:: TEXT SHOWN ::

..........

Add noodles and simmer till cooked (about 8-11 minutes)


Verdict:  Awesome.  It's the only chicken noodle soup I'll ever make!




... and it's so photogenic! :)  

Saturday, April 3, 2010

Homemade Chicken Stock




I did it.

Ever since being bitten by the food bug, I have been wondering how difficult it would be to make my own stock.  Or broth.  Whatever you want to call it, I wanted to make it.  I wanted to make it so bad that I started saving my veggie scraps in a freezer bag.  Celery tops and ends, carrot peels, carrot ends, the green stems of green onions and leeks, green pepper ends-- just about anything was fair game to be saved in the Veggie Scrap Bag.  I even forced myself to save the carcass of a roast chicken in a freezer bag, too.  "This is what good cooks do," I told myself.  "This will help us save a ton of money when I go to make a soup again," I continued.   

But I was scared.

Looking back, hearing (er, I mean, seeing) myself say those words sounds ridiculous.  Literally, it was as easy as throwing a bunch of saved-up kitchen scraps, adding water, and boiling the b'jesus out of it for several hours.  Researching the various methods of making your own stock led me to believe that it would not only be time-consuming, but "involved."   I read articles that mentioned unfamiliar items like "cheesecloth," and shuddered.  I'm such a sissy when it comes to trying something new!  My Mom would attribute this anxiety to my life-long affliction of perfectionism-on-the-first-try syndrome.  She's probably right.

..........

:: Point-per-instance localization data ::
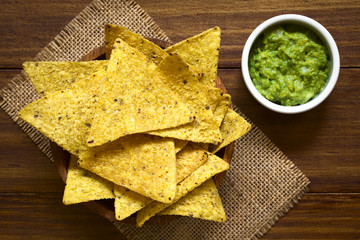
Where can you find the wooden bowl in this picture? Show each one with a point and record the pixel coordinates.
(105, 208)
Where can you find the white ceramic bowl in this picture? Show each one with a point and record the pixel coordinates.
(324, 36)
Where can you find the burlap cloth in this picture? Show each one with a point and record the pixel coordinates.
(262, 183)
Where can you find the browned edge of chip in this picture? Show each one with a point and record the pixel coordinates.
(105, 208)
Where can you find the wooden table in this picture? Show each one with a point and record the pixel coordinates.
(324, 143)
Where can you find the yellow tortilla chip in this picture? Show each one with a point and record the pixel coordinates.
(65, 116)
(179, 144)
(54, 76)
(134, 99)
(185, 83)
(202, 52)
(214, 165)
(142, 163)
(203, 202)
(128, 202)
(222, 108)
(84, 186)
(152, 51)
(188, 160)
(233, 127)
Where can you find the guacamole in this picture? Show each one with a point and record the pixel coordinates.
(289, 65)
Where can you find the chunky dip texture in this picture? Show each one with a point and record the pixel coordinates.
(289, 65)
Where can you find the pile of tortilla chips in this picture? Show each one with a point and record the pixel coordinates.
(142, 126)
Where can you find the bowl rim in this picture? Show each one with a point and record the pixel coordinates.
(327, 40)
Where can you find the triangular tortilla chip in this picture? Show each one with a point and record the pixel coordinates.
(213, 166)
(179, 144)
(222, 108)
(54, 76)
(128, 202)
(152, 51)
(84, 186)
(185, 83)
(233, 127)
(203, 202)
(142, 163)
(202, 52)
(134, 99)
(65, 116)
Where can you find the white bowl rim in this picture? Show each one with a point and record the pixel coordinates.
(327, 40)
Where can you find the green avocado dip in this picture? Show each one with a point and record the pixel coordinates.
(289, 65)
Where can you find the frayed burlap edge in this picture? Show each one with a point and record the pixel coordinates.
(298, 194)
(294, 191)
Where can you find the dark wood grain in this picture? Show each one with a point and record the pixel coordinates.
(27, 28)
(324, 143)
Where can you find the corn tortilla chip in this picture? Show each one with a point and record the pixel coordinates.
(202, 52)
(233, 127)
(188, 160)
(179, 144)
(152, 51)
(142, 163)
(54, 76)
(185, 83)
(84, 186)
(65, 116)
(222, 108)
(213, 166)
(203, 202)
(134, 99)
(128, 202)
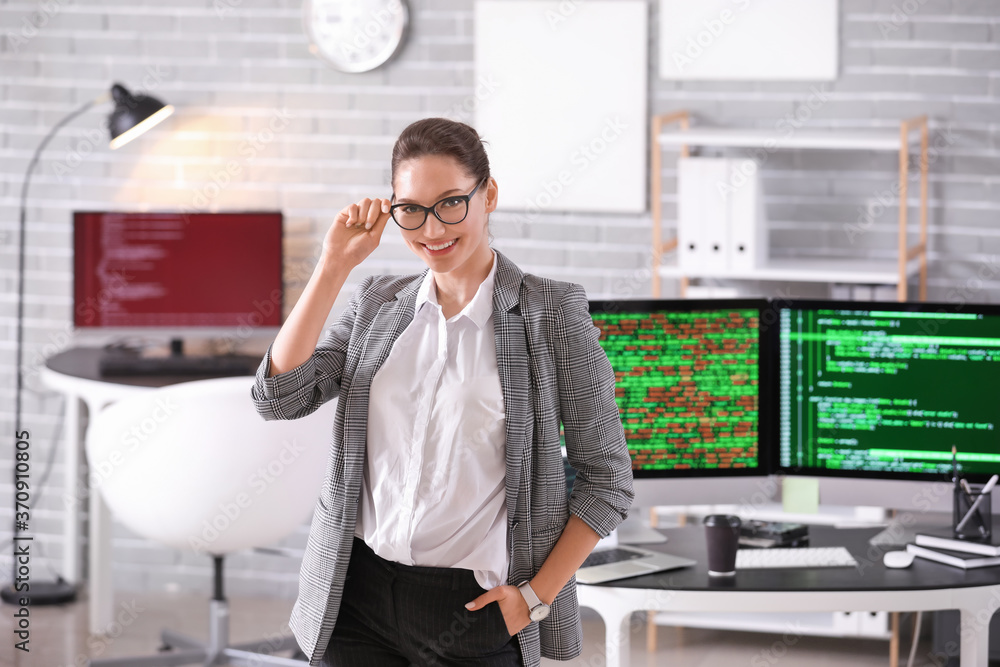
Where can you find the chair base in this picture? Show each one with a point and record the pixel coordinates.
(180, 649)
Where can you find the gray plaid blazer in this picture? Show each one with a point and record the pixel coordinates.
(551, 368)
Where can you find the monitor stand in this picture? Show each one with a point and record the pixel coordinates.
(176, 347)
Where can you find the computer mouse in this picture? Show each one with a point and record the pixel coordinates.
(897, 559)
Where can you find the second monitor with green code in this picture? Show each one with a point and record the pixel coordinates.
(885, 389)
(689, 378)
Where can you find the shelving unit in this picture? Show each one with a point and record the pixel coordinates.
(911, 260)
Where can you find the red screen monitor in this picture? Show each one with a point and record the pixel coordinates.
(177, 270)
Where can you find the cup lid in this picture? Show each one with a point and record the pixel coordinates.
(730, 520)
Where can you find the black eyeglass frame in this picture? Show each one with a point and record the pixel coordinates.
(433, 208)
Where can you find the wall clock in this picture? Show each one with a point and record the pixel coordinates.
(356, 35)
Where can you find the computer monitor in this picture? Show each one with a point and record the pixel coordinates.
(882, 391)
(690, 378)
(177, 273)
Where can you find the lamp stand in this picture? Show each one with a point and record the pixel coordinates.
(36, 592)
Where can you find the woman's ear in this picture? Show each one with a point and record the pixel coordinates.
(491, 195)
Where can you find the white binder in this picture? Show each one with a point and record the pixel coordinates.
(747, 237)
(702, 214)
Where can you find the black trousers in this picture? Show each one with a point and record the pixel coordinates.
(394, 615)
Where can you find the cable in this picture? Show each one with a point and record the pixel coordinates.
(916, 637)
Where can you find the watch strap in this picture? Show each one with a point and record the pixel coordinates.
(529, 595)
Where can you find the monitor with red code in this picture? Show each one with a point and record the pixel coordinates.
(177, 270)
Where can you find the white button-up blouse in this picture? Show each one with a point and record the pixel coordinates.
(434, 491)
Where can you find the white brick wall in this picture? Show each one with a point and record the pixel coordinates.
(228, 75)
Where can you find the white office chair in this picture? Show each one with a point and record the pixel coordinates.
(193, 466)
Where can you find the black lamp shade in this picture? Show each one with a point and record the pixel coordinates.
(133, 115)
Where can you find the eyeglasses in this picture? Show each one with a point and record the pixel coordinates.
(451, 210)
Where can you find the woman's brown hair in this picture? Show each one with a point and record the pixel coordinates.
(442, 136)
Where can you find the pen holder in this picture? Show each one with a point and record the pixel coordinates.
(978, 524)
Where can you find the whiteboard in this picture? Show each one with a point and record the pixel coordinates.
(739, 40)
(561, 91)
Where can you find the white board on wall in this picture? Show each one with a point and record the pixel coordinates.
(563, 110)
(740, 40)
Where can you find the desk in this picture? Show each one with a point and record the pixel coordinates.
(924, 586)
(74, 373)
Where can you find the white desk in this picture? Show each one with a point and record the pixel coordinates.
(75, 374)
(925, 586)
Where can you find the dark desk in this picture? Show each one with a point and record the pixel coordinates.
(924, 586)
(75, 374)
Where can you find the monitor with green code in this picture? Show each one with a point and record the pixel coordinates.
(688, 382)
(886, 389)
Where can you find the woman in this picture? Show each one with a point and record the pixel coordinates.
(443, 534)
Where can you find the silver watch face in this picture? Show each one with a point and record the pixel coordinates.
(539, 612)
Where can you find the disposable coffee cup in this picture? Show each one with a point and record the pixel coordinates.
(722, 535)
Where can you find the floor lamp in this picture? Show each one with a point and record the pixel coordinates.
(132, 115)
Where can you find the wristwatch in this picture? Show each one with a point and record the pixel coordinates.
(537, 610)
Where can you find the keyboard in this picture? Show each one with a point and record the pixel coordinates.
(610, 556)
(759, 559)
(124, 364)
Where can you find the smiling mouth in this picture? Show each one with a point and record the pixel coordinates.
(441, 246)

..........

:: REQUIREMENT ::
Continue the blog post about making homemade chicken stock, picking up right after its last sentence.

:: THE ANSWER ::
But yesterday, I decided enough was enough.  The Mr. was having oral surgery-- and post-surgical care included a liquid diet for the rest of the day after being released.  This was the push I needed to venture into unknown cooking land.  I couldn't, in good conscience, just warm up a can of chicken broth for him to eat when I had been learning so much about homemade stock. 

So without further ado, I did it.   It was time-consuming, but it wasn't even a little-bit tricky or involved.  I have no formal recipe to share-- more like a list of ingredients; vague, coresponding amounts; and the steps I took.  But I have to tell you (like all the others told me), there's really not a whole lot to it.  If I can do it using scraps and absolutely no experience, ANYONE can do it. 

Ingredients:
  • the carcass of a roasted chicken--Using a piece of advice from my Step-Mom, I broke the bones of the chicken carcass in half. Doing this exposes the marrow, which is where all the good stuff hides.
  • a Veggie Scrap Bag-- this is a gallon-sized plastic zipper bag, and it was full
  • 6 quarts of cold water
  • Salt (maybe 1 tsp?)
  • Pepper (maybe 1/2 tsp?)
  • Dried herbs-- several shakes of each, enough to cover the top of the water.
    • Parsley
    • Sage
    • Thyme
  • 3-4 chicken bouillon cubes
Directions:

First, I thawed my Veggie Scrap Bag and chicken bones.

Next, I broke up the bones a little bit from the chicken scraps. 

Then I tossed the bones, veggie scraps, water, salt, pepper, herbs, and bouillon into a big stock pot (mine is a 10-quart stock pot, and there was plenty of room).

Bring the mixture to a boil, then reduce to a simmer.  Simmer this way (uncovered) for at least 2 hours.  As you check on it, remove any fats/foamy gunk that forms on the top by skimming with a spoon.  Some recipes will tell you to simmer for up to 24 hours.  I don't have that kind of patience, and as I was impatiently waiting for my own stock, I noticed after 2 hours it started to taste more like a stock and less like herb-flavored water.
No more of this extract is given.